DOCUMENT:
On The Road W/Ed: Good Fences
Last week, I mentioned a favorite movie of mine, "Good Fences." It was
made for Showtime, and never got into theaters. I was channel surfing a
couple of years back and stumbled into the middle of it. "Good Fences"
is about a man who is willing to do whatever it takes to get ahead in
life. It's also about his wife, and how much she is willing to go along
with his program. Finally it is about making peace with one's past,
current situation and life. If you have a chance, rent it and watch it.
With Danny Glover and Whoopi Goldberg, as well as Monique, it's a great
story. I
love Black film, movies made by and about African Americans. Almost
thirty years ago I fell in love with Maya Angelou and read everything
she has written ever since. Literature is a wonderful glimpse into the
lives of others, and African American literature is rich and filled
with wonderful stories about life, and living in the constant shadow of
a larger and occasionally hostile "them." As a gay man who grew
up "white", I didn't get much training in how to deal with being
"different." If anything I was a problem to my parents who worked hard
to achieve some conventionality in their own lives after growing up
with the stigma of poverty, being foreign, and having single mothers. So
the books of Zora Neale Hurston, Maya Angelou, Malcolm X and others
charmed their way into my heart. Movies like "A Raisin in The Sun"

DATA LISTING:

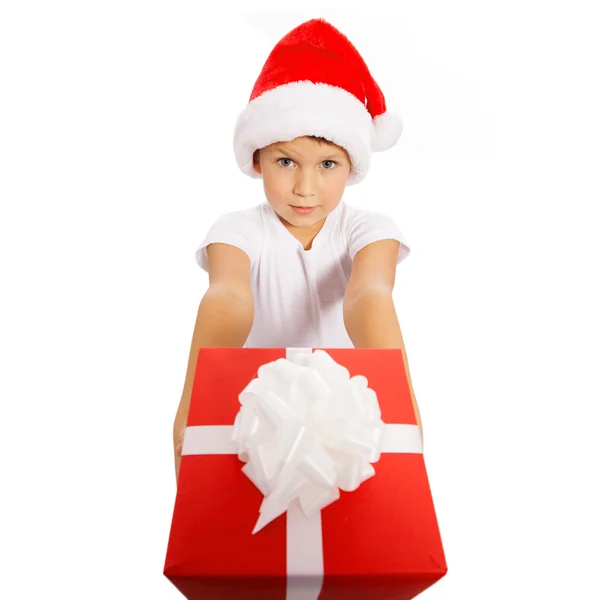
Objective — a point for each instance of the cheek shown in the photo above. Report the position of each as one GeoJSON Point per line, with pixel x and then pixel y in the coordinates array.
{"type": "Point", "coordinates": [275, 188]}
...
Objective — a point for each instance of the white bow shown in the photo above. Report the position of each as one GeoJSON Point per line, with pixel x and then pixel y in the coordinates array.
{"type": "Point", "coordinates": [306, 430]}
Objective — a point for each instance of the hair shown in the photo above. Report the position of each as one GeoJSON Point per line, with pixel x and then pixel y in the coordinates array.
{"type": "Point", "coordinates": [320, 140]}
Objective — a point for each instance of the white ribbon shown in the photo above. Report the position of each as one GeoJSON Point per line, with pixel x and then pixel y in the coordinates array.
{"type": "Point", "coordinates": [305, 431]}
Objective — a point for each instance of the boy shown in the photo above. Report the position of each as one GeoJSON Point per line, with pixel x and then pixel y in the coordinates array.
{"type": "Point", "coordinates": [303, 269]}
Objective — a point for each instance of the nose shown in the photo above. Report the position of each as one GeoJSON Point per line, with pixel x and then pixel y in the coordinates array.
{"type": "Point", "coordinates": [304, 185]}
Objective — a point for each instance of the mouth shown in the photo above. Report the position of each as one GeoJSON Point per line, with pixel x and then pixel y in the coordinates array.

WHAT YOU ARE ASKED TO DO: Can you repeat the Good Fences post, beginning at "On The Road" and stopping after "and watch it.", and switch "channel surfing" to "flipping channels"?

FINAL ANSWER:
On The Road W/Ed: Good Fences
Last week, I mentioned a favorite movie of mine, "Good Fences." It was
made for Showtime, and never got into theaters. I was flipping channels a
couple of years back and stumbled into the middle of it. "Good Fences"
is about a man who is willing to do whatever it takes to get ahead in
life. It's also about his wife, and how much she is willing to go along
with his program. Finally it is about making peace with one's past,
current situation and life. If you have a chance, rent it and watch it.